Rows from a pointing dataset
════
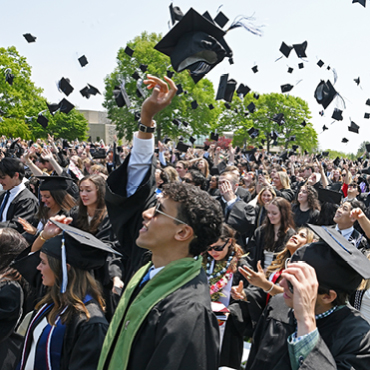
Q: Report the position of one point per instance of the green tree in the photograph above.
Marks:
(23, 99)
(201, 120)
(295, 111)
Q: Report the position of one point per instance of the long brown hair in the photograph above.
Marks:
(64, 200)
(286, 222)
(100, 210)
(80, 283)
════
• _REQUIRED WORK_
Rewrite every line of the data above except the picture, keeping the requests as they are. Shift each x and y coordinate in the answers up by 54.

• _FULL RESPONSE_
Q: Report the position of one point per instance of the green tree in the photograph above.
Marks:
(77, 153)
(255, 174)
(349, 165)
Q: Report the position of one point per instance of the long brown hair in the photograph above.
Marks:
(118, 254)
(340, 276)
(154, 264)
(134, 337)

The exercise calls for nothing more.